SOURCE PASSAGE:
[BEGIN]

Data interception can also be carried out by accessing, without the victim’s consent, by providing access to the victim’s computer system to another person or by remaining on the victim’s computer system against the person’s will, violating computer security measures. The penalty for this conduct is six months to two years imprisonment.
Computer-related violence (art. 197 ter)
The Penal Code punishes with a prison sentence of six months to two years or a fine of three to eighteen months those who, without authorization, produce, acquire, import, or provide to third parties a computer program intended for the disclosure of secrets or a password or Code that allows access to the victim’s computer data.
Offense of non-consensual disclosure of images or audiovisual recordings obtained with consent (art. 197.7 CP).
The offense of non-consensual disclosure of images or audiovisual recordings obtained with the consent of the person concerned was introduced in 2015 by Organic Law 1/2015 and subsequently modified by Organic Law 10/22, of 6 September, on the comprehensive guarantee of sexual freedom, better known as » ley del si solo es si.»
The main difference to the conduct typified in article 197.1 is that the images or audiovisual recordings are obtained in a home or any other place out of the reach of the gaze of third parties, with the victim’s consent. However, the victim grants it for private use, not dissemination, as happens later.
As the Supreme Court has indicated, disseminating the images does not necessarily require many persons; a transfer or disclosure to several or even just one person would be sufficient to meet this requirement.
It is punishable by a prison sentence of three months to one year or a fine of six to twelve months.

[END]

DATASET:

[BEGIN]

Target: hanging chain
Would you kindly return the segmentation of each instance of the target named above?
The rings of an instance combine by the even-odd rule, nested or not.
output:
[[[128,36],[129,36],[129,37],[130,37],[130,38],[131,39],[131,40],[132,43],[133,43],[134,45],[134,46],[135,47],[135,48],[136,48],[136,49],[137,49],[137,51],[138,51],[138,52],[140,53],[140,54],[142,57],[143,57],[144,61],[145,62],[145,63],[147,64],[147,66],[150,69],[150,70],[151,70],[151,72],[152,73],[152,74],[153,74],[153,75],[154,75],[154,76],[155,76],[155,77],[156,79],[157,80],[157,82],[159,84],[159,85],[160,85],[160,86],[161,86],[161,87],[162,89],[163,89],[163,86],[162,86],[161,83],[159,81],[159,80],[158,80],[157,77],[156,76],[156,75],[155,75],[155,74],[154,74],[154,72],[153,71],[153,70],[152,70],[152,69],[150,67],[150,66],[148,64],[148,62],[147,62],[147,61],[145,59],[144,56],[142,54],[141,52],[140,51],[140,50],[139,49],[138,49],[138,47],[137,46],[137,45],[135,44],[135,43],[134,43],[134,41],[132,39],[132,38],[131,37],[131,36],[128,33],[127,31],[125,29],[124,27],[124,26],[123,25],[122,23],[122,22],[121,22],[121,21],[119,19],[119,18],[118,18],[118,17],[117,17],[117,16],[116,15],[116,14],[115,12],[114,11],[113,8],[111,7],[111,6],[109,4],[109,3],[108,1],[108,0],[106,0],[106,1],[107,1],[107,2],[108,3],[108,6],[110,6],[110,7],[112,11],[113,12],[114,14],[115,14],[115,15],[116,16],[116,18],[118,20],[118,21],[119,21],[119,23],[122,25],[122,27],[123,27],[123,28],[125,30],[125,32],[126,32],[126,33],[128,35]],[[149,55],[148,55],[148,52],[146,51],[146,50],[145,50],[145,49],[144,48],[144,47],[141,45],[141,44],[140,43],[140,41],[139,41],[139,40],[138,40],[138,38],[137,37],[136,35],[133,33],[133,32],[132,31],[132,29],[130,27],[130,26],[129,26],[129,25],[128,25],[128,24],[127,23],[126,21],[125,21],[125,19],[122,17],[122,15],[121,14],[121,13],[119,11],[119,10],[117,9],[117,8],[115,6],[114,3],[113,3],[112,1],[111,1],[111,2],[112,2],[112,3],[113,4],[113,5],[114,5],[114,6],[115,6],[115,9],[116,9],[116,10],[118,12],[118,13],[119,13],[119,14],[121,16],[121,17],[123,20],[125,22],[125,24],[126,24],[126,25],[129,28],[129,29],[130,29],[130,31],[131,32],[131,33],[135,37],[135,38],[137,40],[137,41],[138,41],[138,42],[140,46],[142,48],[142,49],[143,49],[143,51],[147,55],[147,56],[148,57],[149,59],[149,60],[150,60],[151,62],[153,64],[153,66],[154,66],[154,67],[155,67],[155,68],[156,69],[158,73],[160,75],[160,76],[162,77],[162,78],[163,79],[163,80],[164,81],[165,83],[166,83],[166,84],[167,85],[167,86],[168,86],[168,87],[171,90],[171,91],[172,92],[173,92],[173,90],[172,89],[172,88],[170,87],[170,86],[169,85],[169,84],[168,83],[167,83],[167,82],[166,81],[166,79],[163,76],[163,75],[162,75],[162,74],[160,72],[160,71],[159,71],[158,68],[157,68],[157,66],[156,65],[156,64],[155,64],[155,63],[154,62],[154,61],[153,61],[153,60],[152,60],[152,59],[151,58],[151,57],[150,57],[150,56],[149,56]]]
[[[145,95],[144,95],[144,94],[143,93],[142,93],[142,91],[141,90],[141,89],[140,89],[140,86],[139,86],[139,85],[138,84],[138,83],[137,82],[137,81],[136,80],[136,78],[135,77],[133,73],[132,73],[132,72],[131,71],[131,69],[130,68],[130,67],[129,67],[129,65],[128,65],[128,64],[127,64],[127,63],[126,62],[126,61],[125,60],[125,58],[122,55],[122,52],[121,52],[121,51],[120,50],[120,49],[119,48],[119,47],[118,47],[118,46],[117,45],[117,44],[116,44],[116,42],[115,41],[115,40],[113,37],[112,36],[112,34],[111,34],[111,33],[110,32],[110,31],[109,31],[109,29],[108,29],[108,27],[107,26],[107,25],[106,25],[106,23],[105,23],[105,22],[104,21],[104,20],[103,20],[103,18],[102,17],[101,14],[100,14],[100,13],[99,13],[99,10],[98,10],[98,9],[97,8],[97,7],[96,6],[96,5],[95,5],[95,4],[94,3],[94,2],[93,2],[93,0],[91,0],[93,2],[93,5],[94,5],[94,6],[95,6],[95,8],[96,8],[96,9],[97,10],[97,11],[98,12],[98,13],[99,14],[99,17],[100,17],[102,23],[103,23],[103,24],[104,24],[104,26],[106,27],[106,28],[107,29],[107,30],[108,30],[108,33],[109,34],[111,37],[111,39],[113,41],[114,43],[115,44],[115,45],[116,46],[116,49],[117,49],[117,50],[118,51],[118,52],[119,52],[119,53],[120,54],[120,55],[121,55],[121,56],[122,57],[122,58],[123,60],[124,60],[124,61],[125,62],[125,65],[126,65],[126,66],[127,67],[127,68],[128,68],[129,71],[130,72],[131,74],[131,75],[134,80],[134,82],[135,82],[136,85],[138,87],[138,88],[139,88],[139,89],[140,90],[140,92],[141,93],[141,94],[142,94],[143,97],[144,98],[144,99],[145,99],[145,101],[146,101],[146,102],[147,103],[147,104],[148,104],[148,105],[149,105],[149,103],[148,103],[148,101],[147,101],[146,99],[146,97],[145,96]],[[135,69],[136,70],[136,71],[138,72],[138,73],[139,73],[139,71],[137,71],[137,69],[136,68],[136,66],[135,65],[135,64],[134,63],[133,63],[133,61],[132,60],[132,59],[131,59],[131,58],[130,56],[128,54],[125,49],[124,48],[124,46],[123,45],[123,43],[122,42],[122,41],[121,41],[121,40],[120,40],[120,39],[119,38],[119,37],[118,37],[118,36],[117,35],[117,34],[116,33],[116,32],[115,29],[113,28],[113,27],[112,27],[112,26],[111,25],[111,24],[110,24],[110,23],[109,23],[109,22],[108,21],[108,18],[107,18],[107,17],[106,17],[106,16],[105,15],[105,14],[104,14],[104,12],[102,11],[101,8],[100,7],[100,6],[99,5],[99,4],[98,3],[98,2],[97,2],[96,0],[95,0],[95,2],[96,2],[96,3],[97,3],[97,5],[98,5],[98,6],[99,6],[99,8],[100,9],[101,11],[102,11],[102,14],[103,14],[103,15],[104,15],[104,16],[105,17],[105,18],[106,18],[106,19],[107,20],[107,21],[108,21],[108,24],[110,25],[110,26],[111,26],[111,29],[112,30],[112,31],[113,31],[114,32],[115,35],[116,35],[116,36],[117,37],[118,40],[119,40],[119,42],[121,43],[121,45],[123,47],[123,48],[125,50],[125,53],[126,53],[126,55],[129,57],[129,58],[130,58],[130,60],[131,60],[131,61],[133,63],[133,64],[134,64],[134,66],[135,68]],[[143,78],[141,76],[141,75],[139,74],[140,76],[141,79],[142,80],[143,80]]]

[END]
[BEGIN]

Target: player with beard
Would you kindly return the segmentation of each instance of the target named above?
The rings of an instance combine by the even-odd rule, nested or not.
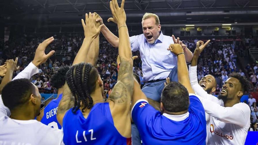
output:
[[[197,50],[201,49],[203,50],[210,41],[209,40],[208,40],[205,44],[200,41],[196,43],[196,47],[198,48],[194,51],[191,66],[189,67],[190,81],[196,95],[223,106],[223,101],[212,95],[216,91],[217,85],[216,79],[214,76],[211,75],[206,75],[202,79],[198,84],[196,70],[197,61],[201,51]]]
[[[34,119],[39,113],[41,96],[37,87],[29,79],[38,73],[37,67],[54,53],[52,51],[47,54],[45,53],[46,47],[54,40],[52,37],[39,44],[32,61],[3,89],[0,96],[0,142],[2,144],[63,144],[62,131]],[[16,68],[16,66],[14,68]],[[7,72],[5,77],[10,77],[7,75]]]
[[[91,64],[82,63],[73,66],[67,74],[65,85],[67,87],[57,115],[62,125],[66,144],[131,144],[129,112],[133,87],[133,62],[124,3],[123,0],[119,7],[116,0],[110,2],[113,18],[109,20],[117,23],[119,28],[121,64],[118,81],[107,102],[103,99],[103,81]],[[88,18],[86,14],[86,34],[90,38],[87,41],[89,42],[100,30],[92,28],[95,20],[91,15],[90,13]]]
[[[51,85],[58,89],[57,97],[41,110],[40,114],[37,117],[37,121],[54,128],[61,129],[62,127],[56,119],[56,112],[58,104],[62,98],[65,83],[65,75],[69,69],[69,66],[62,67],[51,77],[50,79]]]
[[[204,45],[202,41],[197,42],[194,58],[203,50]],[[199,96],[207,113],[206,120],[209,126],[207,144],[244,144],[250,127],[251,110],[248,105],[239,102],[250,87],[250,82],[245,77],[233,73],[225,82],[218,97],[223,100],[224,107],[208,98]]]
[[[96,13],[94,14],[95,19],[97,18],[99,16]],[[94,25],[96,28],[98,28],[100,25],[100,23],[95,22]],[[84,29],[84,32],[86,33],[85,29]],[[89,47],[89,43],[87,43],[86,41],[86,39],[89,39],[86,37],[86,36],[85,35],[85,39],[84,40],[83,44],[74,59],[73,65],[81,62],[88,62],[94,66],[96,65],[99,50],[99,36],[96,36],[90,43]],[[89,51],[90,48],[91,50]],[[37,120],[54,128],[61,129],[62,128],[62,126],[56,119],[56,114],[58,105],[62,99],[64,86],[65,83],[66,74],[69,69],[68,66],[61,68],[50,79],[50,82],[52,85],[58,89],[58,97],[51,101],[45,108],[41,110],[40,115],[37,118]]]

[END]

YOUR OBJECTIVE: Can you reproduce word for word the part of the Penal Code offenses text starting with "The main difference" and going on through "meet this requirement."?

THE SOLUTION:
The main difference to the conduct typified in article 197.1 is that the images or audiovisual recordings are obtained in a home or any other place out of the reach of the gaze of third parties, with the victim’s consent. However, the victim grants it for private use, not dissemination, as happens later.
As the Supreme Court has indicated, disseminating the images does not necessarily require many persons; a transfer or disclosure to several or even just one person would be sufficient to meet this requirement.